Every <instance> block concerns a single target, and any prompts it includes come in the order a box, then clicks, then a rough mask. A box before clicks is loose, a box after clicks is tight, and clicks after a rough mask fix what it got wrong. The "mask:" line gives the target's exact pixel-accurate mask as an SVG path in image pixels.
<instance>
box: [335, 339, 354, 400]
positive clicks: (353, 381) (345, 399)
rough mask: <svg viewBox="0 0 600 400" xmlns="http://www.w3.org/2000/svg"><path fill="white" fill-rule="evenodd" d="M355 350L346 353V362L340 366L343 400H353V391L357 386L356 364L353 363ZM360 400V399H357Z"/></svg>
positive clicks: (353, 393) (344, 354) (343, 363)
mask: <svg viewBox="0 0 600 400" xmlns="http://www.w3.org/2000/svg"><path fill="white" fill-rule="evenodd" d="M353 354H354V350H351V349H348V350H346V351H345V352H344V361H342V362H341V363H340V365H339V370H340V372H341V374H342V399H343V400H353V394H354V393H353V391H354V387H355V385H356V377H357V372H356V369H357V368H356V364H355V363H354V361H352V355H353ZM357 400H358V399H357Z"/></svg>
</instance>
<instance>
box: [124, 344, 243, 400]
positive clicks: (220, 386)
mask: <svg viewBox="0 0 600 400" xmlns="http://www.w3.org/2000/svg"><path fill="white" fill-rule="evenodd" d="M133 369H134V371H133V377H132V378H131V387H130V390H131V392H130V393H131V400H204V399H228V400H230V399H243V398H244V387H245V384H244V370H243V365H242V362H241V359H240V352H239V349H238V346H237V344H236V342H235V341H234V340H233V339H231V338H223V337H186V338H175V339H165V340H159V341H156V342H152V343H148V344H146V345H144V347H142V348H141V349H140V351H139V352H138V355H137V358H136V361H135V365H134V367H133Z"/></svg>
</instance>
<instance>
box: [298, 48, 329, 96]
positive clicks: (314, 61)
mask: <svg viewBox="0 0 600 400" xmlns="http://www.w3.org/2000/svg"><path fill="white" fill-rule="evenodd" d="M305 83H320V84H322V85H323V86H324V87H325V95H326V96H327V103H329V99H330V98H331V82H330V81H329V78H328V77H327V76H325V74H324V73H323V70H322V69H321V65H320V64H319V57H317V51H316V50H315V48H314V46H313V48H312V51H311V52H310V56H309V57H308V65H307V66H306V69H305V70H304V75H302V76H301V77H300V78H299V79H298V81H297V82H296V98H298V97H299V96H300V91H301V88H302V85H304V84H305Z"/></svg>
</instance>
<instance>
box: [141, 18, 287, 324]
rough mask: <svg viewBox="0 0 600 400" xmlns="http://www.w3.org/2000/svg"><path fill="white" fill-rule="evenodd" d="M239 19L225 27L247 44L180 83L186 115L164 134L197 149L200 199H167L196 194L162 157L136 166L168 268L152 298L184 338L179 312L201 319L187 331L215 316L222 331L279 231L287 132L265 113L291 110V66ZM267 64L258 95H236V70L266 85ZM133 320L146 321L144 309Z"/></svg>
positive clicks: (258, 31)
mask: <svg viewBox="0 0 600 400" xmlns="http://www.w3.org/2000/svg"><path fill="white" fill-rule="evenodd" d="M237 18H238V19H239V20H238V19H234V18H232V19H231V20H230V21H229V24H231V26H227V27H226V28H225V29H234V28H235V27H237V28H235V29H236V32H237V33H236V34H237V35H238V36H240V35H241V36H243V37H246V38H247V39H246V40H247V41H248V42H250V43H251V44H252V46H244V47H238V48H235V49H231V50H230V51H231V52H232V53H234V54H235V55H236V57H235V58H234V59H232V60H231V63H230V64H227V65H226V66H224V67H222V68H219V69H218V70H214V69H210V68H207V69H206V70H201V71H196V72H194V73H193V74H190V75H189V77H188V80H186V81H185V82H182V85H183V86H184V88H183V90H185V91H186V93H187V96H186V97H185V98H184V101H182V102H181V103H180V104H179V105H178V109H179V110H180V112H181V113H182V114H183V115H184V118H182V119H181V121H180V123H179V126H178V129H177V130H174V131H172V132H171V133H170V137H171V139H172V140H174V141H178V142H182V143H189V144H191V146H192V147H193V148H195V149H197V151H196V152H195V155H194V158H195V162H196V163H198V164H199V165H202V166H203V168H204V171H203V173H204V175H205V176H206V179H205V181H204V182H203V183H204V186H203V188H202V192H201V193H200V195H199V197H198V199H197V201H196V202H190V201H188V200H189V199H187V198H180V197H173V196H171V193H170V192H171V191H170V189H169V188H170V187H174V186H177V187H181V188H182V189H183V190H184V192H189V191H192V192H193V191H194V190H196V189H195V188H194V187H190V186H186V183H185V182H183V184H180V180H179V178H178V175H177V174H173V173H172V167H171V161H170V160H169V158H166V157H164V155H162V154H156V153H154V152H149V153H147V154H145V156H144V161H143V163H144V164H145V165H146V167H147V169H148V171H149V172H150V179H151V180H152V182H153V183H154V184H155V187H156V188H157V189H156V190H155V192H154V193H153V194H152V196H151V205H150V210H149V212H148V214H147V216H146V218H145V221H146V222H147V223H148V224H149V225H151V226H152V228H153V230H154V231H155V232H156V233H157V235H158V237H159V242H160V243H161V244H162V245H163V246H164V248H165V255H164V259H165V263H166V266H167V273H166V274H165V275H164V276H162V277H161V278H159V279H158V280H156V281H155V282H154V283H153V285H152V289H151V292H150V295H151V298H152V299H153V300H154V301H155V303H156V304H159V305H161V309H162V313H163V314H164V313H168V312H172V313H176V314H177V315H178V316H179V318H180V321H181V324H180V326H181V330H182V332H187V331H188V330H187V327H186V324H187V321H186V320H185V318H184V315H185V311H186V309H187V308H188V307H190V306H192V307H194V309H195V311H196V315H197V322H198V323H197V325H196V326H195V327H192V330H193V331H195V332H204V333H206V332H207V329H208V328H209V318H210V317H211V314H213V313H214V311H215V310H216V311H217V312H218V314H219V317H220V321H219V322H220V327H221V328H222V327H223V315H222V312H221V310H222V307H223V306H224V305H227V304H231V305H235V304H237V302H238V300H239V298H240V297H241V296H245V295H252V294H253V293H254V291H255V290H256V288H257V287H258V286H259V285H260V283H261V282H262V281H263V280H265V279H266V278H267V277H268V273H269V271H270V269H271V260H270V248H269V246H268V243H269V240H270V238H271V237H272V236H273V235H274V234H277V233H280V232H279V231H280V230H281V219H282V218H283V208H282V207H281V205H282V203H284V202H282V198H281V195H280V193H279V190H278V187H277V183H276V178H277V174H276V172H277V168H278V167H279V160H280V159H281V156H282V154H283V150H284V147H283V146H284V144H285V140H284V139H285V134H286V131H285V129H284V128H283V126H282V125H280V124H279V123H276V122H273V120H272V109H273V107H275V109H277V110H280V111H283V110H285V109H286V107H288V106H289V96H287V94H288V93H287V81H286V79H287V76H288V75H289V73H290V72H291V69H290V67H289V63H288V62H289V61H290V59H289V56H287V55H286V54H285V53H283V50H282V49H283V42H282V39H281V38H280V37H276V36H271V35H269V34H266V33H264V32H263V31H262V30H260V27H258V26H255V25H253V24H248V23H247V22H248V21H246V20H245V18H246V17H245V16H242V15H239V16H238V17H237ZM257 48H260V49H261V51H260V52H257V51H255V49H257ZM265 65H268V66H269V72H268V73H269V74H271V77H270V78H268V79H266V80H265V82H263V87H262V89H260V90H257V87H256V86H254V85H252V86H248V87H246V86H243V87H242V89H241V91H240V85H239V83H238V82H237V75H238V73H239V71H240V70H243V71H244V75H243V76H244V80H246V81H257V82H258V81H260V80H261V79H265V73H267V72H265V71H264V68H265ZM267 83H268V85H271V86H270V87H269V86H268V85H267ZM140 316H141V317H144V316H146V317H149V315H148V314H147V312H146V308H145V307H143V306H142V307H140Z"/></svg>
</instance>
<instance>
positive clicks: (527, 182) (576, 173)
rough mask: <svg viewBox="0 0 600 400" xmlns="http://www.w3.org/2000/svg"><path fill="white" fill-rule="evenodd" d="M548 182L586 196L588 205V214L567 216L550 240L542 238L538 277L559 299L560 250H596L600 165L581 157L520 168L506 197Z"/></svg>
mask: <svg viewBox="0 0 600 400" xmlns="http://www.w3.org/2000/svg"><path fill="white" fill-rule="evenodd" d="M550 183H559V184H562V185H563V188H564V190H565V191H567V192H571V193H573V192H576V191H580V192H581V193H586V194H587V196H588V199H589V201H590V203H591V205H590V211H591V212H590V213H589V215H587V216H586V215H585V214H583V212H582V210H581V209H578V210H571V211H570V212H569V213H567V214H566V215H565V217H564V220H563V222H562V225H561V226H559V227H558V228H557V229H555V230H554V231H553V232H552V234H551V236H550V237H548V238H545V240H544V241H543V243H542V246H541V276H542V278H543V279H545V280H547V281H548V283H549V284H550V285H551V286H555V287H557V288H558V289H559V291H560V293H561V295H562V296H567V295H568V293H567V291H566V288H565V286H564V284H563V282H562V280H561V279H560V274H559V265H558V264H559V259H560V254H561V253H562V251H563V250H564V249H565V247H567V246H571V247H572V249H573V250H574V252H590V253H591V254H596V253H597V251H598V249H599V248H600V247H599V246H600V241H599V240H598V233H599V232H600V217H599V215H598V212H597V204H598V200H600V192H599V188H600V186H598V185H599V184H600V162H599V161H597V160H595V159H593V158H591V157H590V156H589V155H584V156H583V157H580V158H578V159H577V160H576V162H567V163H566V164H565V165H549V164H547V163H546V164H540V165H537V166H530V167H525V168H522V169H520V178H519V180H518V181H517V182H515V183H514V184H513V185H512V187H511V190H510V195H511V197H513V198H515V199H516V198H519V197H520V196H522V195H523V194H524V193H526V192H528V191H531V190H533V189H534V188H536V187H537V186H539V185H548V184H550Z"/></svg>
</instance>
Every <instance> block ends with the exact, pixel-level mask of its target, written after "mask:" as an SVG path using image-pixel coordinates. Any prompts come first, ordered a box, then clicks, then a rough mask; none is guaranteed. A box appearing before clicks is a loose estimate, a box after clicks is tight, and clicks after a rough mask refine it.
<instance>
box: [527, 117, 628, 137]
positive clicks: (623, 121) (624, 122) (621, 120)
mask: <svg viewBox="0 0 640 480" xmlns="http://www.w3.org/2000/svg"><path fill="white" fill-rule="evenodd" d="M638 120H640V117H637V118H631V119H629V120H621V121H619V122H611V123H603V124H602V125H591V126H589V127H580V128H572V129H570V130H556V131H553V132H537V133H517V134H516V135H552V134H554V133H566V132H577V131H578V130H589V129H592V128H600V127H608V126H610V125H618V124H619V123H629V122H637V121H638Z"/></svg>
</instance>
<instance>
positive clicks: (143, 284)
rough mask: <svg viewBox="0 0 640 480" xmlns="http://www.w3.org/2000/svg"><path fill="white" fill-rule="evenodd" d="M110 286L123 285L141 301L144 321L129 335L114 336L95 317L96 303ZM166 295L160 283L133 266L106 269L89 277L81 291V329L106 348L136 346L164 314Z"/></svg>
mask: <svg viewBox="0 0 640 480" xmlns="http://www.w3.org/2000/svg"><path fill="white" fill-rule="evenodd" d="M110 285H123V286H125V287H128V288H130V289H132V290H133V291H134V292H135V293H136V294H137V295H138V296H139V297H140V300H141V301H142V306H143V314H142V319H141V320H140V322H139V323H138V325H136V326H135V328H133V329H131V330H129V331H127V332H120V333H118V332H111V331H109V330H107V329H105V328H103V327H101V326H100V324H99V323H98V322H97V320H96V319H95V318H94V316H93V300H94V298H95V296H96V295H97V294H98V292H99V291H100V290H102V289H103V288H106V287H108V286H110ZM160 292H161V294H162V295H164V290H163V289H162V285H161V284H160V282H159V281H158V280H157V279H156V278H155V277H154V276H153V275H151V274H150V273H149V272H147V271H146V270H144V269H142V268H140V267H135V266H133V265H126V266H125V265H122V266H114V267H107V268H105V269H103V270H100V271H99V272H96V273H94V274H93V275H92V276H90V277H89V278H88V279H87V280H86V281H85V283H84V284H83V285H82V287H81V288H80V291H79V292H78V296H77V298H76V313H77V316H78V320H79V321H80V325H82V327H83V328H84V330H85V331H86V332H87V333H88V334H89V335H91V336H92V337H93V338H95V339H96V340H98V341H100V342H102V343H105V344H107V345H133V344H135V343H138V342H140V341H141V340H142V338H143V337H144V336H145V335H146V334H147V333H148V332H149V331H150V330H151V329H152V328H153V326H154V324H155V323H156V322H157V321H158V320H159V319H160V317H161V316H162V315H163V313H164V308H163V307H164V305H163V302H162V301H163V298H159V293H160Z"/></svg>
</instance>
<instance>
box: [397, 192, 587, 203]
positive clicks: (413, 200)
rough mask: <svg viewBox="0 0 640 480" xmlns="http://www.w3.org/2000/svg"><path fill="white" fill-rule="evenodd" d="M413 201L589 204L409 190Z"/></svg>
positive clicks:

= = = = = = =

● TASK DESCRIPTION
Your reply should hold only the lines from the first line of the records through the one with "350L346 353V362L340 366L343", reproduced word for word.

● OUTPUT
Every <instance> block concerns a single target, and any prompts it includes come in the order a box, then clicks, then a rough mask. A box before clicks is loose, a box after clicks is tight, and clicks after a rough mask fix what it got wrong. The "mask:" line gives the target's exact pixel-accurate mask as an SVG path in image pixels.
<instance>
box: [335, 339, 354, 400]
positive clicks: (353, 381) (345, 399)
rough mask: <svg viewBox="0 0 600 400" xmlns="http://www.w3.org/2000/svg"><path fill="white" fill-rule="evenodd" d="M355 350L346 353V362L340 366L343 400H353V391L357 386L356 364L353 363ZM360 400V399H357Z"/></svg>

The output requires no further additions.